Below are some records; retype all of them exactly.

▶ [Extracted entries]

============

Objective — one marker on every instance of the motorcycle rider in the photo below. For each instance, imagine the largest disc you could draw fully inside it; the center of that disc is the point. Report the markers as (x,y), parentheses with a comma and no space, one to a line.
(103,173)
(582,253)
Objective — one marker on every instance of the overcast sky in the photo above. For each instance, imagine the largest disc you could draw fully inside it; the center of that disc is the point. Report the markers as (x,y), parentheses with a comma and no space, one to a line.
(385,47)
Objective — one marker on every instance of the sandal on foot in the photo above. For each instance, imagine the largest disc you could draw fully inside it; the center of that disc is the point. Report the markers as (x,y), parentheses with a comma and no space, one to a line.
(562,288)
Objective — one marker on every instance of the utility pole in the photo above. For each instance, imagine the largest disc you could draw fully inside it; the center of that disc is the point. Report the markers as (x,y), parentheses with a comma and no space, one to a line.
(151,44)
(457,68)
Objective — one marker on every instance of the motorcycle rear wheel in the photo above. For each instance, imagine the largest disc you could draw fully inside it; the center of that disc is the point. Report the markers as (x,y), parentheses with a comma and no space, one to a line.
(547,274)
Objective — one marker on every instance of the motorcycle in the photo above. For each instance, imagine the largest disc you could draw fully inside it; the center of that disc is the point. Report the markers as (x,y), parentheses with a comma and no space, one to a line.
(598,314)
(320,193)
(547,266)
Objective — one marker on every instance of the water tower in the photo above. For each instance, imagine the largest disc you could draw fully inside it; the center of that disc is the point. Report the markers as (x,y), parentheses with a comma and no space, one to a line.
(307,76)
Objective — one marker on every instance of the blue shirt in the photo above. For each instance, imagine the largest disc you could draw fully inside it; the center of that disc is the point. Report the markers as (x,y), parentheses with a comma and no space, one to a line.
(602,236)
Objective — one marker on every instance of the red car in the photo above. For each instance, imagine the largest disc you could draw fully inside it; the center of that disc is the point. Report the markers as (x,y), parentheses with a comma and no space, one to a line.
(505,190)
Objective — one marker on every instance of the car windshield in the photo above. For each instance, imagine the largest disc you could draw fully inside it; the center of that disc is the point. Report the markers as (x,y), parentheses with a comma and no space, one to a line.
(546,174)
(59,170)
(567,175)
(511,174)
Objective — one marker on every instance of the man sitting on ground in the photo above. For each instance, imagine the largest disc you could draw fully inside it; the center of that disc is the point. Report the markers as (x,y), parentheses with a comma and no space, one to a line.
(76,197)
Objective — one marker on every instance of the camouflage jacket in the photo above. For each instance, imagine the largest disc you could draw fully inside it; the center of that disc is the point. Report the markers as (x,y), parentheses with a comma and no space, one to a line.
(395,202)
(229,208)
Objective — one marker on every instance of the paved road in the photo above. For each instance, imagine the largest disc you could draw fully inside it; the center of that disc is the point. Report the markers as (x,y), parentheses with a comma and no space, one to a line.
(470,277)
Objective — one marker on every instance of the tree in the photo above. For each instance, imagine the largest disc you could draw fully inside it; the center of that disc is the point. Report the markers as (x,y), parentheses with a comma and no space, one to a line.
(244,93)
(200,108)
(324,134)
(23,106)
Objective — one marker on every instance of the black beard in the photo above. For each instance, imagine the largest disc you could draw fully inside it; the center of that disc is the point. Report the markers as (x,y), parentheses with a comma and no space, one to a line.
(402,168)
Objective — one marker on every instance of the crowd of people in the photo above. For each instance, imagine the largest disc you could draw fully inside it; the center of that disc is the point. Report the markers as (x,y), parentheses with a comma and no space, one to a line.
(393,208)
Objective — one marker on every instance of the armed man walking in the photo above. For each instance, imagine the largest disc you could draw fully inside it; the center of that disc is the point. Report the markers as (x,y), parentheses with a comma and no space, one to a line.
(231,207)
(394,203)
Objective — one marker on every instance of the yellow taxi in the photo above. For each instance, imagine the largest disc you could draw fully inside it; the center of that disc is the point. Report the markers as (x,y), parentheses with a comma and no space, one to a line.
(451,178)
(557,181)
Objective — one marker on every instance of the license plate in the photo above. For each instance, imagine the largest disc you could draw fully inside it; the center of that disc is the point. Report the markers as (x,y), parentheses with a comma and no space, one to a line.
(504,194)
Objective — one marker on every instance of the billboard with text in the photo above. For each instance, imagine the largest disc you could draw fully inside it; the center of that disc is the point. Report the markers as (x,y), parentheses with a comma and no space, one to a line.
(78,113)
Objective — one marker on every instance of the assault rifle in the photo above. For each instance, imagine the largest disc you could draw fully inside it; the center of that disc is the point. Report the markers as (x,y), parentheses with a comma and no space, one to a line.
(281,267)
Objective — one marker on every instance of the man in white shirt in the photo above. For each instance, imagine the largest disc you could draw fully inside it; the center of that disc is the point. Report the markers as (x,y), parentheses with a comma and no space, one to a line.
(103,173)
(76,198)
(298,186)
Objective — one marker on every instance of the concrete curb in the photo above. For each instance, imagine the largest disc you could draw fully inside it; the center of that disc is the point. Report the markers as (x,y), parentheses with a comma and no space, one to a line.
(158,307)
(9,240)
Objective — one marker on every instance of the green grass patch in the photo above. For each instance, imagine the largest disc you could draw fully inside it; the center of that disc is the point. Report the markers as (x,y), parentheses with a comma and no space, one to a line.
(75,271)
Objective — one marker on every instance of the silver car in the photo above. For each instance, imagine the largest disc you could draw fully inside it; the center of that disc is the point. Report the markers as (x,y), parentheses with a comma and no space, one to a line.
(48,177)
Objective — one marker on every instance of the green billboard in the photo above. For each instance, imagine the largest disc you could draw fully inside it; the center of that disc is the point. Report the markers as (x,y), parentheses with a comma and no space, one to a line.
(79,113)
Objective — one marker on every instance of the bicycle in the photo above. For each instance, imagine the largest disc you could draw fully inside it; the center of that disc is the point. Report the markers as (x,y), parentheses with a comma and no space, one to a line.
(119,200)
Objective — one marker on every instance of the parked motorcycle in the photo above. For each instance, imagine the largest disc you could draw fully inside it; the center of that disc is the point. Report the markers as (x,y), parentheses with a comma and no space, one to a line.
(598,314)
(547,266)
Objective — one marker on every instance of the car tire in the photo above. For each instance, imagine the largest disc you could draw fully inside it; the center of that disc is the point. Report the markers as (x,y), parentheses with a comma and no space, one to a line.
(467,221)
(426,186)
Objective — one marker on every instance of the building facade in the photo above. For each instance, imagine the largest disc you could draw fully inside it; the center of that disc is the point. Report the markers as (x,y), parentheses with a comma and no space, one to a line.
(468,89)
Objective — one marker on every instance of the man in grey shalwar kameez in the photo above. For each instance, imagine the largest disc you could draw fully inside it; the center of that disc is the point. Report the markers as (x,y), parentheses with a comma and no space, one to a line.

============

▶ [Exercise answer]
Objective — one marker on every instance of the motorcycle rider in the photo below. For each instance, imagine the largest disc you could draw fully inside it; the center of that disc is the point. Report the markers as (x,y), parentheses with a comma and no space, one to a line.
(103,173)
(582,253)
Objective — one marker on every instance of the overcast sky in the photo above. For each instance, imagine the largest disc you could draw fully inside it; the center of that disc is the point. Report the markers as (x,y), parentheses with a comma and no space, one to a line.
(385,47)
Objective — one marker on every instance of the sandal on foot in the photo above. For each instance, imagine the largest disc you could draw fully inside it; the center of that disc is the point. Report the markers as (x,y), parentheses with a comma and no space, one to a line.
(562,288)
Objective — one marker on every instance of the utility pole in the photo above. For each instance, imagine the largest disc you could draw fully inside it; the center of that disc is the point. Report the markers as (x,y), parentheses with a comma and no space, one to a line.
(151,44)
(457,68)
Objective — one marker on every instance of the motorcycle rear wheel in the photo above. For each instance, imagine the largest disc you could draw fully inside it; the center of that disc is the point. Report the markers as (x,y), parentheses with a comma and no space, one to a line.
(547,274)
Objective — one marker on every instance of the motorcycle in the photo above. For each instance, imagine the largest disc you could draw fully inside it; the center of that disc is the point. Report the markers as (x,y), parentheses with a comma and no space, one to a line.
(598,314)
(320,193)
(547,266)
Objective — one marker on every instance of the water tower in the photo above. For each instance, imagine the largest disc you could draw fully inside it; the center of that disc is the point. Report the markers as (x,y), parentheses with a comma and no space, one to a line.
(307,76)
Objective — one marker on every instance of the blue shirt in the photo above. For each instance, imagine the largest disc you could draw fully inside it; the center of that disc is the point. Report the markers as (x,y), parentheses with a comma and no space, one to a line.
(602,236)
Objective — one marker on every instance of the red car in the photo above. For each instance, imagine the largest disc you could draw fully inside it; the center of that disc is the point. Report the markers as (x,y), parentheses with a comma and no space, one to a line.
(505,190)
Objective — one marker on every instance of the car windshield in the photo above. For each instance, imagine the largest disc you could draw fully inside it; the center of that disc is the point. Report the markers as (x,y), parentheses with a comma and no space, one to a line.
(546,174)
(59,170)
(567,175)
(511,174)
Objective — one marker on every instance of the man sitting on ground in the photo above. For each instance, imagine the largest disc you could draw fully inside it; the center of that disc is the point. Report the markers as (x,y), parentheses with a comma and no space, one to a line.
(76,197)
Objective — one marker on every instance of the camouflage jacket in the photo above. For each instance, imagine the largest disc you could draw fully inside it; the center of that disc is the point. Report the markers as (x,y), parentheses with a comma and no space, one to a line.
(395,202)
(229,208)
Objective — one marker on every instance of the paved road in the photo above. For each instance, imagine the largest disc you could draw fully inside it; the center of that disc is the point. Report the markers as (x,y), parentheses with a comma and no space, one to a line.
(470,277)
Objective — one marker on every instance of the tree in the photo above. For each instance, imagine the largest disc you could draw fully inside it; the center of that disc is the point. Report the markers as (x,y), parentheses with a comma and no space, one to a line.
(244,93)
(200,108)
(324,134)
(23,106)
Objective — one marker on every instance of the black beard in the photo above. For each instance, imagine the largest disc you could draw fully inside it; the center of that disc is the point. Report the markers as (x,y), parentheses with a comma and no space, one to a line.
(402,168)
Objective — one marker on every instance of the crowd of people in the photo above. For each instance, imagine the largest disc you could draw fully inside it; the center of that disc is the point. Report the markers as (x,y), parentheses with a comma and no space, one to a line.
(393,208)
Objective — one marker on every instance of the armed man walking in the photo above. For each instance, imagine the largest disc you could draw fully inside it; the center of that disc is the point. Report the markers as (x,y), parentheses with a comma and no space, one to a line.
(231,207)
(394,203)
Objective — one marker on every instance of the yellow taxi in the photo above. For each instance, imagine the largest disc you could draw fully inside it; the center of that disc is the point. Report the markers as (x,y), parentheses with a comma and no space, one to a line.
(451,178)
(557,181)
Objective — one marker on every instance of the license plate in the photo above. For each instance, imagine the largest disc you could draw fully inside it; the center of that disc is the point. Report the markers as (x,y), parentheses with a comma and no space, one to a line.
(504,194)
Objective — one marker on every instance of the billboard with text in the photo above. For each instance, imagine the largest disc you could draw fully inside it; the center of that disc is the point. Report the markers as (x,y), parentheses with a comma and no space, one to a line.
(78,113)
Objective — one marker on every instance of the assault rifle in the photo above. For each instance, imagine the largest disc you could draw fully inside it; the center of that disc is the point. Report the markers as (x,y), parentheses with a comma and no space, one to a line.
(281,267)
Objective — one marker on every instance of the man in white shirt in the photo above. For each instance, imagine the largest disc you could draw fully inside it; the center of that disc is the point. Report the markers as (x,y), parentheses with a comma and no space, one to a line.
(103,173)
(76,198)
(298,186)
Objective — one marker on every instance of the concrete curb in the photo above. For each instance, imagine the largest disc you could draw fully inside it; the center of that disc is the point. Report the markers as (x,y), parentheses with a comma and no space, one to a line.
(158,307)
(9,240)
Objective — one marker on every instance of the green grass patch in the photo above. For each instance, imagine the largest disc you could draw fully inside it; the center of that disc is the point. Report the markers as (x,y), parentheses with a comma and no space, one to a line.
(75,271)
Objective — one marker on every instance of the silver car in the photo above. For each instance, imagine the largest disc you could draw fully inside it; the center of that disc is the point. Report the markers as (x,y), parentheses with a comma and no space, one to a line.
(48,177)
Objective — one marker on every instance of the green billboard in the photo above. For each instance, imagine the largest disc you could draw fully inside it; the center of that disc is the point. Report the markers as (x,y), parentheses with a comma and no space, one to a line.
(79,113)
Objective — one marker on every instance of the bicycle in the photo above. For each instance, imagine the largest disc you could draw fully inside it; the center of that disc is the point. Report the markers as (x,y), parentheses with a comma and no space, one to a line.
(119,200)
Objective — one marker on every instance of the parked motorcycle in the photo above. For each instance, imagine the largest disc you could draw fully inside it; the center of that disc is the point. Report the markers as (x,y), parentheses with a comma and no space, one to a line.
(598,314)
(547,266)
Objective — one marker on every instance of the car tire in the photo above. For each instance, imagine the largest disc you could draw fully inside it; the center of that disc is the point. Report the markers as (x,y), parentheses with a comma and no space, one to a line.
(467,221)
(426,186)
Objective — one marker on every instance of the building facade in the photo above. For each instance, imagine the largest disc you could draw fully inside it; the center of that disc is the point. Report the markers as (x,y), parentheses with a comma and no space, one to a line.
(468,89)
Objective — one marker on every instance of the man in grey shalwar kameez in the photo above. For each instance, imagine the largest disc you could draw fully inside it; the center of that disc is the point. Report the markers as (x,y), parentheses with a comma and no space, one to a line.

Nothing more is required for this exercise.